DOCUMENT SEGMENT:
** start **

Why is it in this text? Well, we can’t be sure, but it’s possible…we’re going to see that they are to avoid false teachers, that they were being influenced by people who were teaching asceticism, which is the denying of the flesh, and they were promoting what the Bible says in the last days false teachers will say that we should forbid to marry—they shouldn’t get married—with the idea that you’re more spiritual if you’re not married, that it’s an evil concept and we should not be married; that you’re more godly, you can be more devoted, you can be more spiritual, if you’re not married. Sadly, there’s a great segment of the church that has forbidden to marry—forbidden ministers or priests in the Roman Catholic Church to marry. I think that’s tragic. “Marriage is honourable in all,” so all should hold it in high esteem or honor.

It could be that some of them were being tempted to say, “Well, I’d be more spiritual if I weren’t married.” Read 1 Corinthians 7 where Paul says, “It is good for a man not to touch a woman,” but to avoid sexual immorality, “…let every man have his own wife, and let every woman have her own husband.” He talks about the conjugal rights in the covenant relationship of marriage between a man and a wife. Marriage is to be honorable.

** end **

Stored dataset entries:
** start **

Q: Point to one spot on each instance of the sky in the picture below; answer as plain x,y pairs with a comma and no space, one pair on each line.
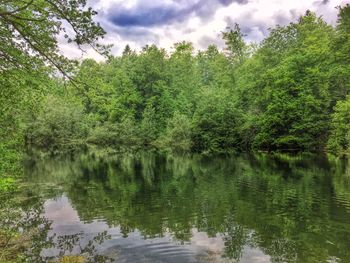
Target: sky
165,22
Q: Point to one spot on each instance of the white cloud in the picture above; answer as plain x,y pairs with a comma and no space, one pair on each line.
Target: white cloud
202,27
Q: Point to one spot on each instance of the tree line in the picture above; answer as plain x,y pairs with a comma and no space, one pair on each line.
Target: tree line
290,92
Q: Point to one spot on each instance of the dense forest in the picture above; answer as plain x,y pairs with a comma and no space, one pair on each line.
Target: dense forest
289,92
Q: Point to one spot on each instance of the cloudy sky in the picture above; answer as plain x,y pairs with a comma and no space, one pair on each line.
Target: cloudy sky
165,22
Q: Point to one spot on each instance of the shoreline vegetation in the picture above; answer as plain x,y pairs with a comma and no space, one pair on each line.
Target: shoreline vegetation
289,92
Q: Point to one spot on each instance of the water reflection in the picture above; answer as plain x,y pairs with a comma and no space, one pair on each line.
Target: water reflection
164,208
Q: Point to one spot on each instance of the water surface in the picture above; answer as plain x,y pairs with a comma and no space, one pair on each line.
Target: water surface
150,207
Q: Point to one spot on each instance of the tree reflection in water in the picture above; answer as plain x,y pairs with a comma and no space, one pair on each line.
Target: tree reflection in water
293,209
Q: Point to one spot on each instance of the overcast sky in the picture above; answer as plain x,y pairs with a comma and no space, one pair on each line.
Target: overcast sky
165,22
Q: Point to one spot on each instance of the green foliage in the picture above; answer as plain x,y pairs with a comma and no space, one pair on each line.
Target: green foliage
59,124
178,133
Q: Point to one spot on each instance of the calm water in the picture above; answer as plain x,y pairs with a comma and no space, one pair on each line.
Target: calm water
165,208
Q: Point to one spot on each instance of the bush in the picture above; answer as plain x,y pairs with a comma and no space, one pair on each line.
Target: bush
178,133
59,124
339,139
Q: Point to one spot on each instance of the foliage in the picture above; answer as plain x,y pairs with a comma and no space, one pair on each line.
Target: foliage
339,139
59,123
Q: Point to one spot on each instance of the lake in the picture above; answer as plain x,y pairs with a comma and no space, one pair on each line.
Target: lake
153,207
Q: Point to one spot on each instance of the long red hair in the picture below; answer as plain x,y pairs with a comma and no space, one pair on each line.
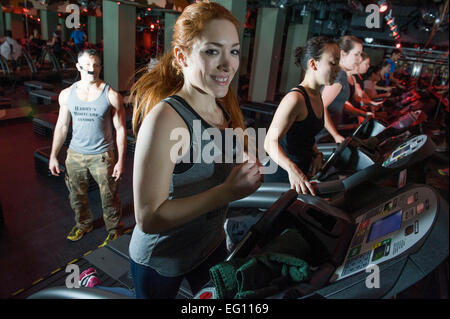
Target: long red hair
165,77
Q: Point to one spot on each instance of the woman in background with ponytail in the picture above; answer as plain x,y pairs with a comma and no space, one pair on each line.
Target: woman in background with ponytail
180,207
336,95
290,140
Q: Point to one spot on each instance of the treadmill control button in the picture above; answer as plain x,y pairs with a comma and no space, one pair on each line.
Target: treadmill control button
409,230
420,208
354,251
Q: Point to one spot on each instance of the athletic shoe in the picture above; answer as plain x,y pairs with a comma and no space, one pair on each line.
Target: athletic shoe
78,233
108,239
443,171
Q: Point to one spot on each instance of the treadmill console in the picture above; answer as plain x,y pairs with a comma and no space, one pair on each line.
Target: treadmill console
389,230
406,149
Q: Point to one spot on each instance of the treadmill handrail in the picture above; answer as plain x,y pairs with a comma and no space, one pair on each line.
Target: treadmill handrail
76,293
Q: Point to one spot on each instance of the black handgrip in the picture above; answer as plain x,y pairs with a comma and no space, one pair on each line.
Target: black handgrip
329,187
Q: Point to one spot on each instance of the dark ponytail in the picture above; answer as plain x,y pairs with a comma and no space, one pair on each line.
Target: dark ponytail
313,49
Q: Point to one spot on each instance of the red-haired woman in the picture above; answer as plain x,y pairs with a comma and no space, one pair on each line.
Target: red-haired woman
180,203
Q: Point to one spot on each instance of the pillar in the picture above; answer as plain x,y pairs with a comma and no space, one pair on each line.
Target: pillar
94,29
266,54
15,23
2,22
297,36
49,20
169,23
119,42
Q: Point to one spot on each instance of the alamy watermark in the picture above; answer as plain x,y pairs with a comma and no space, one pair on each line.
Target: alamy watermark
373,19
373,279
73,279
226,146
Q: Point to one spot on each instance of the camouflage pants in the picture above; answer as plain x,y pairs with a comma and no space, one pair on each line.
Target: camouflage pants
100,167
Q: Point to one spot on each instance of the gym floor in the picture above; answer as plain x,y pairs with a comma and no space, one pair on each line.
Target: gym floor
36,210
37,215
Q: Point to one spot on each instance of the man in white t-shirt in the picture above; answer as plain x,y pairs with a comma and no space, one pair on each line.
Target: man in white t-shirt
10,49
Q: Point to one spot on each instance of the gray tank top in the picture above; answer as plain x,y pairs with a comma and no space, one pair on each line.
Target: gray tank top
92,128
179,250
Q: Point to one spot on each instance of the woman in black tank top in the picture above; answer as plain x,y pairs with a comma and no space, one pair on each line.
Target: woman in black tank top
290,141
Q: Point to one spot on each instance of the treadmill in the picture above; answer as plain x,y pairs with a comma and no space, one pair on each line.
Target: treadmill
404,234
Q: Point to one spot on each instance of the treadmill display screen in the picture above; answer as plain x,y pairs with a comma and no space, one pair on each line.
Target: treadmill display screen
385,226
400,151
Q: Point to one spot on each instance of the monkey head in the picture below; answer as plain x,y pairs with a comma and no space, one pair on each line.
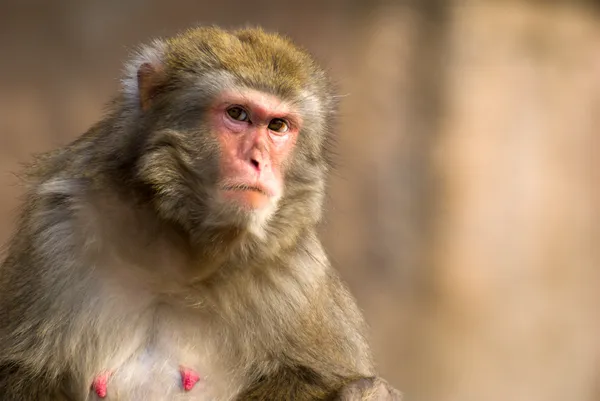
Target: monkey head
235,127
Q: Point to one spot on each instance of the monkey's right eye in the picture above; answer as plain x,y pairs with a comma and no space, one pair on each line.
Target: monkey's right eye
237,113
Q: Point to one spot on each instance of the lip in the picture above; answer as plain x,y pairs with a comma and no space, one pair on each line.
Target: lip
242,187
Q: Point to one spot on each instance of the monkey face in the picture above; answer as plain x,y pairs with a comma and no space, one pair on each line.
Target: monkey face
256,133
236,135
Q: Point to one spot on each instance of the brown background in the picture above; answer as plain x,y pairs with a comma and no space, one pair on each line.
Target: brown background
464,211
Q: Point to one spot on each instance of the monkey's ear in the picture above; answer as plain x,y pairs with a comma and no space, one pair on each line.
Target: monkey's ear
150,78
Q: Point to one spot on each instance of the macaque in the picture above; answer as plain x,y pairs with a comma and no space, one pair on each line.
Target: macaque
170,253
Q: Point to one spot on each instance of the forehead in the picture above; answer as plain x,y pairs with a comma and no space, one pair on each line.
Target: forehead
253,58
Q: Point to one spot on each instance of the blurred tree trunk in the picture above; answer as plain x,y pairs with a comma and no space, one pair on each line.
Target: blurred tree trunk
515,257
478,190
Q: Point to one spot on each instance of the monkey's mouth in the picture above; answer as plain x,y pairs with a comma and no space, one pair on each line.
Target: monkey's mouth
245,187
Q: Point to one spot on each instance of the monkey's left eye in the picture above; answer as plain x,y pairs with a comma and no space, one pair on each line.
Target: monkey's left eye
237,113
278,125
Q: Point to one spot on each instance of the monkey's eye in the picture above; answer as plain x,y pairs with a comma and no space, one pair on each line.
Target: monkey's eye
237,113
278,125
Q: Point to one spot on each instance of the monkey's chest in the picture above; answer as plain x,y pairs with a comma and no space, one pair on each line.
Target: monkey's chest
163,374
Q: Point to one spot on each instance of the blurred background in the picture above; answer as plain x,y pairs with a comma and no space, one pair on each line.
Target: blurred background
464,213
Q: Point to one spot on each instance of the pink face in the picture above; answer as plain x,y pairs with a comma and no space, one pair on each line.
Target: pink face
256,132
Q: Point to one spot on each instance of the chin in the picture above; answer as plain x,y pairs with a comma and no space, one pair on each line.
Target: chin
228,211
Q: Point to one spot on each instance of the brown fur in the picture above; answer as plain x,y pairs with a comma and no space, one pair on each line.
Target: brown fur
121,262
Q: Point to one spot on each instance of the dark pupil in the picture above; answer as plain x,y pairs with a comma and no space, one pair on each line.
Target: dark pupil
235,112
276,125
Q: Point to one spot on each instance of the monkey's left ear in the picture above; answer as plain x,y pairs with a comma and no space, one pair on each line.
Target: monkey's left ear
150,78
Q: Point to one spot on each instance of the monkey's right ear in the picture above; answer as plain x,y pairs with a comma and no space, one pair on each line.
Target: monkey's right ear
150,78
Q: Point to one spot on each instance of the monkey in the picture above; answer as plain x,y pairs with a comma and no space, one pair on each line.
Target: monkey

** end **

YOUR TASKS:
- 1) How does the sermon excerpt define asceticism?
- 2) Copy out the part of the sermon excerpt starting with "It could be" and going on through "to be honorable.".
The entries have nothing to do with this.

REPLIES:
- 1) As the denying of the flesh.

- 2)
It could be that some of them were being tempted to say, “Well, I’d be more spiritual if I weren’t married.” Read 1 Corinthians 7 where Paul says, “It is good for a man not to touch a woman,” but to avoid sexual immorality, “…let every man have his own wife, and let every woman have her own husband.” He talks about the conjugal rights in the covenant relationship of marriage between a man and a wife. Marriage is to be honorable.